- **DIRECTIONS FOR THIS TASK**:
Rewrite the passage of the mindfulness text between "The first wave" and "from recurrent depression.", inclusive, changing "patients" to "participants" throughout.

Origins of Mindfulness

Mindfulness can be traced back thousands of years, but today it is known as a modern, secular (non-religious) practice.

For most of the Western world, mindfulness is not used to practice any particular religion, but as a

method to improve mental health fitness.

Western mindfulness has gained popularity as a method that supports people from all walks of life in directing focus, drawing awareness to our experience, regulating emotion, and coping with stress, anxiety, and depression.

It has evolved over three distinct phases:



Mindful-Based Interventions

Early Research

The first wave of modern secular applications began about 40 years ago through the work of Jon Kabat-Zinn, who is considered the founder of modern mindfulness.

Jon’s work led to Mindfulness-Based Interventions (or MBIs). His work proved very successful for patients in reducing pain, improving well-being, and decreasing stress.

And now, MBIs are used in schools all around the globe!

Mental Health and Brain Research

In the 1990s, mindfulness treatments helped patients with clinical depression. Researchers found evidence indicating that practicing mindfulness reduces rates of depression by 50% among patients who suffer from recurrent depression.


In the last 20 years, mindfulness research has focused more on the neurobiological impacts and the significant increase in the gray matter of the regions involved in learning, memory, and emotion regulation – also known as the prefrontal cortex, the hippocampus, and the amygdala.*

Mindfulness Research

In the Classroom

Adoption in Education

Finally, classroom educators focused on teaching mindfulness to teachers and students to improve academic success, create more harmonious classrooms, and support wellbeing.

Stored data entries
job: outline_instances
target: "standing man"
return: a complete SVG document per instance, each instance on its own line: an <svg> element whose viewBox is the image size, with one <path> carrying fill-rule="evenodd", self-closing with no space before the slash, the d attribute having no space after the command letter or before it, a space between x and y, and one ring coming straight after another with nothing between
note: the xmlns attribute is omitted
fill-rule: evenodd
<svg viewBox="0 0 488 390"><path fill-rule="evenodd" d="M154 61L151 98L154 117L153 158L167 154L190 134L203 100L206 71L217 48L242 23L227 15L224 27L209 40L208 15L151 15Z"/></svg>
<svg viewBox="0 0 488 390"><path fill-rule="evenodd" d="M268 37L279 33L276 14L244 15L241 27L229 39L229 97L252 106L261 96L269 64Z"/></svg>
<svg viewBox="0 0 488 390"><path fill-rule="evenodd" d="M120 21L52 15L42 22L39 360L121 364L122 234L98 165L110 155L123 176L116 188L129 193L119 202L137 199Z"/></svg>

- **YOUR RESPONSE**:
The first wave of modern secular applications began about 40 years ago through the work of Jon Kabat-Zinn, who is considered the founder of modern mindfulness.

Jon’s work led to Mindfulness-Based Interventions (or MBIs). His work proved very successful for participants in reducing pain, improving well-being, and decreasing stress.

And now, MBIs are used in schools all around the globe!

Mental Health and Brain Research

In the 1990s, mindfulness treatments helped participants with clinical depression. Researchers found evidence indicating that practicing mindfulness reduces rates of depression by 50% among participants who suffer from recurrent depression.